Data for this exercise
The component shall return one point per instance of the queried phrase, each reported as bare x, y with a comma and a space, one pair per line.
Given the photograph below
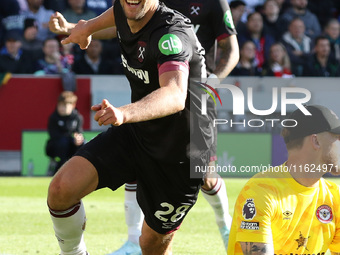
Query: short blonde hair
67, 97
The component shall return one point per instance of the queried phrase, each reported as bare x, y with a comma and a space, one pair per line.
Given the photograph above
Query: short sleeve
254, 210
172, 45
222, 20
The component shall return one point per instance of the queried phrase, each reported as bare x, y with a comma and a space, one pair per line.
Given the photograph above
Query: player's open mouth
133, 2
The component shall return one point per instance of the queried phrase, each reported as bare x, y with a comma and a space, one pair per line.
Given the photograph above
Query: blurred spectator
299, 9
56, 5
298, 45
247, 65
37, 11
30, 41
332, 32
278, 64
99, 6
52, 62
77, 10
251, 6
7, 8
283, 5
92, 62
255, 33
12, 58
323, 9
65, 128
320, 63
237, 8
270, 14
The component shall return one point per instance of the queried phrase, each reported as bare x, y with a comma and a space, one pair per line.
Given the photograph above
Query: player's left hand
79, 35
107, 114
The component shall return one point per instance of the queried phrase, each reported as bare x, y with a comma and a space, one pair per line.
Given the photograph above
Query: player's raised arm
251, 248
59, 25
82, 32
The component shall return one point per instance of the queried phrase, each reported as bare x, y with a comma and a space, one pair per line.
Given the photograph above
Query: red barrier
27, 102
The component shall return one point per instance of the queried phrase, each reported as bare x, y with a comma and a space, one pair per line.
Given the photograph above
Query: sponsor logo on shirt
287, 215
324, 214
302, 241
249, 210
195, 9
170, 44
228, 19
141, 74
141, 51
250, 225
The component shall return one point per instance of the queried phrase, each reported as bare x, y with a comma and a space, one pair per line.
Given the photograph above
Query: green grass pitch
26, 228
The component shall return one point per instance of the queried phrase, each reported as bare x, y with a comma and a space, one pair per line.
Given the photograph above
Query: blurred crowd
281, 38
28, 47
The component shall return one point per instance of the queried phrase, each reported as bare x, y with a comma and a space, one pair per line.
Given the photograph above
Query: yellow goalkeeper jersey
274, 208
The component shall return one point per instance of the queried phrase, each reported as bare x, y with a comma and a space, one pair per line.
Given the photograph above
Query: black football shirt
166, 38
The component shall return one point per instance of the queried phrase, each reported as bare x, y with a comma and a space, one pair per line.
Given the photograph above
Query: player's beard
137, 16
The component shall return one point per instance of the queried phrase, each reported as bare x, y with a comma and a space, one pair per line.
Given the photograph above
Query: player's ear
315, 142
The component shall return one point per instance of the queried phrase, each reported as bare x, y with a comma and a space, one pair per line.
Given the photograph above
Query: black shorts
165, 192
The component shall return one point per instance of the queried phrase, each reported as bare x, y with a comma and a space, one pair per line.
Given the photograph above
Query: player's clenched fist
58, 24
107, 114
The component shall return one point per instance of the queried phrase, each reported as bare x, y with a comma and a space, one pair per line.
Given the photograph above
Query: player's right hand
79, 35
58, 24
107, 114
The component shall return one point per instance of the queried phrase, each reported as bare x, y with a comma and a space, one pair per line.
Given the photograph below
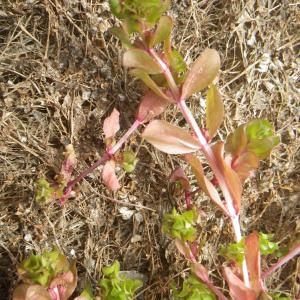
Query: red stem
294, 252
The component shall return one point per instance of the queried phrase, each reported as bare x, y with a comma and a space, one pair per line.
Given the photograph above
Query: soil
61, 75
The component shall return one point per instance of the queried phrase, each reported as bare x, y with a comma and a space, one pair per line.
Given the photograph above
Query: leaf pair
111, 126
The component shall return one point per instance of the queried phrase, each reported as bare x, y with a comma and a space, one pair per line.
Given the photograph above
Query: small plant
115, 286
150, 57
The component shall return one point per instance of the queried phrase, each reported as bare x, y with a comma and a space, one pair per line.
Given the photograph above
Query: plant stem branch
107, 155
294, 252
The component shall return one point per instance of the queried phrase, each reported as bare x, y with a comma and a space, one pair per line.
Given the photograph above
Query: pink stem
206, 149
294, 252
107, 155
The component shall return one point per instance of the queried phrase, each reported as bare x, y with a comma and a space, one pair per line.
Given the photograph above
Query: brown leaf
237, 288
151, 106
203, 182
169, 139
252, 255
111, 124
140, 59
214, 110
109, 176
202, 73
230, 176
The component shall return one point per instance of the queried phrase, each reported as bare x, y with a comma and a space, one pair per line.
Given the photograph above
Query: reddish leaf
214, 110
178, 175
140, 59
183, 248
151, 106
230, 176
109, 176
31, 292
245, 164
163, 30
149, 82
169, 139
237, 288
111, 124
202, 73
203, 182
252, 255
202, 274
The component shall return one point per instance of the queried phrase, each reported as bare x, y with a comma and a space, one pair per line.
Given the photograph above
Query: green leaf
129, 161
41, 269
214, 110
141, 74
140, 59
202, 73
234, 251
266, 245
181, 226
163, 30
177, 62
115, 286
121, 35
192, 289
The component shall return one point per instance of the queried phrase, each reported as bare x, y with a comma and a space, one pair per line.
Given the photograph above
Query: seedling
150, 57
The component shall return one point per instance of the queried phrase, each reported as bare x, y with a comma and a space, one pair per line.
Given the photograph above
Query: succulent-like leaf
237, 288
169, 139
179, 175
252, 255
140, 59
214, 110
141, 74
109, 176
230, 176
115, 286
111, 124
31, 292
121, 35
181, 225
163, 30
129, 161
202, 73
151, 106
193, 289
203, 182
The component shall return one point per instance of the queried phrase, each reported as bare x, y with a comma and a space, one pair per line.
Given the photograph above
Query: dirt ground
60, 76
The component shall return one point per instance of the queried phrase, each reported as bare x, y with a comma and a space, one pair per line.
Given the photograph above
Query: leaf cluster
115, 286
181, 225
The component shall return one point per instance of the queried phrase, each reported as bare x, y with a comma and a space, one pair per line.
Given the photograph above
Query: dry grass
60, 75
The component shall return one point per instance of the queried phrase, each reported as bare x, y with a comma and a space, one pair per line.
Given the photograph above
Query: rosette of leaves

Directions for this task
An exact copy of all entries is needed, with no pictures in it.

Answer
The component shall return one point per instance of the queried phrase, each reported as bare x, y with a comma and a space, one pair per line.
Given the photograph below
Query: short blonde hair
67, 97
The component shall return one point per instance of the queried phrase, each reported as bare x, y with a comma and a space, one pair per line.
Given the photograph above
Query: short sleeve
254, 210
172, 45
222, 20
The component shall return one point per instance of the queried phrase, each reported as bare x, y with a comma and a space, one pair per line.
Given the photograph above
Query: player's open mouth
133, 2
The component shall return one point per instance of the queried phrase, each reported as bare x, y with a comma and a space, one pair per line.
Given the photograph above
Query: blurred spectator
299, 9
56, 5
298, 45
247, 65
37, 11
30, 41
332, 32
278, 64
99, 6
52, 62
77, 10
251, 6
7, 8
283, 5
92, 62
255, 33
12, 58
323, 9
65, 128
320, 63
237, 8
270, 14
The component shall return one point per instance of the queried phrase, each reported as bare x, y with a comma and a space, one pair per line.
Given the photograph above
Query: player's left hand
79, 35
107, 114
The component shall return one point per instance of the queried phrase, each reported as bare x, y with a comma and a space, one pair per line.
Given the photograph above
Query: player's raised arm
251, 248
59, 25
82, 32
The component shall return one point per instance of the queried phrase, each reported as bare x, y with a comma and a space, one pair per line.
Given the photograph above
Query: red barrier
27, 102
The component shall return one point per instance of the queried phrase, each reported as bare x, y with a comma and a space, one pair per line.
Given the photograph above
Query: sponsor logo on shirt
287, 215
324, 214
302, 241
249, 210
195, 9
170, 44
228, 19
141, 74
141, 51
250, 225
The component shall return one point per instance of the queried phrase, each reported as bare x, y with a comma and a space, one pair per line.
Given the photograph above
Query: green grass pitch
26, 228
The component shall return one point per instance of the queried phrase, each reported as bare x, y with a comma and a space, one pair per line.
Given the photograph above
Query: blurred crowd
281, 38
28, 47
The component shall return one point per instance of the queried phrase, each reported as bare x, y with a comma and a space, one pair per line.
Given the photograph above
Query: yellow goalkeeper jersey
274, 208
The component shall return one point per instance of the queried phrase, each reported as bare x, y with a comma and a space, one pair per line.
Given the photograph above
Query: black football shirt
166, 38
The component shall return one point per instance of the queried phrase, each reported as bare x, y with a comma and a space, one pair per line.
Given the photograph above
Query: player's beard
137, 16
The component shall return one point per instance of the queried phrase, each reported as bare x, y with a comma and a space, one pair per line.
Given the photograph above
Query: player's ear
315, 142
The component shall return one point per instance of the queried phrase, each reported as bare x, y with a comma and a space, one pair per line.
Given the photograph above
Query: black shorts
165, 192
The component shall return one point per instance of the queried phrase, each reported as bare x, y with a comma and a space, one pair per line.
Given the photograph above
Query: player's clenched fist
58, 24
107, 114
The component shall return one point per instance of the queried phrase, each reported as bare x, y with a comma and a space, one pair per line.
Given the photograph above
Query: player's right hand
79, 35
58, 24
107, 114
The component shall return one point per instance of the queried phrase, each reported as bare x, y with a comma and a space, one pair per line.
Given the photograph below
Query: red stem
294, 252
The component shall return one point per instance of the queried phrase, each reported as bare x, y with a comma and a space, one pair per line.
Given the photograph above
Query: soil
61, 75
The component shall return one point per instance of the queried phrase, each reported as bare x, y with a comma and a space, one pair per line.
Given the photograph above
Query: leaf pair
111, 126
The component shall return one point per instance of the queried phrase, each reported as bare x, y with a comma and a space, one pair per line.
Given the photograph above
Query: small plant
115, 286
150, 57
The component shall return one point per instance of the queried phrase, each reported as bare x, y with a comma and a space, one pair per line.
Given the photograph above
Query: plant stem branch
107, 155
294, 252
The component shall return one point per instance of the queried phrase, each reported as bare x, y with a comma and a space, one pair per line.
Given the photograph above
Query: pink stem
206, 149
294, 252
107, 155
The component shall return one point per instance of the queried phrase, each reported as bare x, y with a comma and a space, one pair per line.
Given the photograph above
Query: brown leaf
237, 288
151, 106
203, 182
169, 139
252, 255
111, 124
140, 59
214, 110
109, 176
202, 73
230, 176
The component shall return one point per instance of the queried phrase, each reported as bare x, y with a comma and a space, one pair per line.
Given the photograph above
Query: reddish leaf
214, 110
178, 175
140, 59
183, 248
151, 106
230, 176
109, 176
31, 292
245, 164
163, 30
149, 82
169, 139
237, 288
111, 124
202, 73
203, 182
252, 255
202, 274
The component shall return one point per instance of the queried phrase, each reported as bare x, y with a comma and a space, one pair per line.
Given the photograph above
Query: green leaf
129, 161
41, 269
214, 110
141, 74
140, 59
202, 73
234, 251
266, 245
181, 226
163, 30
177, 62
115, 286
121, 35
192, 289
The component shall return one point per instance of the queried phrase, each reported as bare x, y with a comma and a space, one pair per line.
Given the photograph above
Query: seedling
150, 57
The component shall return one point per instance of the queried phrase, each reported as bare x, y with a comma and a space, one pair per line.
Given the photograph above
Query: succulent-like leaf
237, 288
169, 139
179, 175
252, 255
140, 59
214, 110
141, 74
109, 176
230, 176
115, 286
111, 124
31, 292
121, 35
181, 225
163, 30
129, 161
202, 73
151, 106
193, 289
203, 182
The component shall return one point per instance of the queried phrase, each reported as bare x, y with a comma and a space, one pair per line.
Given the photograph above
Query: dirt ground
60, 76
The component shall return one point per instance of the queried phrase, each reported as bare x, y with a comma and a space, one pair per line.
Given the photograph above
Query: leaf cluster
115, 286
181, 225
The component shall return one point per instance of the queried phrase, each reported as bare x, y with a comma and a space, one pair per line.
Given the photograph above
Query: dry grass
60, 75
The component shall return one point per instance of the queried phrase, each reported as bare x, y with a comma and a space, one pair per line.
Given the photograph above
Query: rosette of leaves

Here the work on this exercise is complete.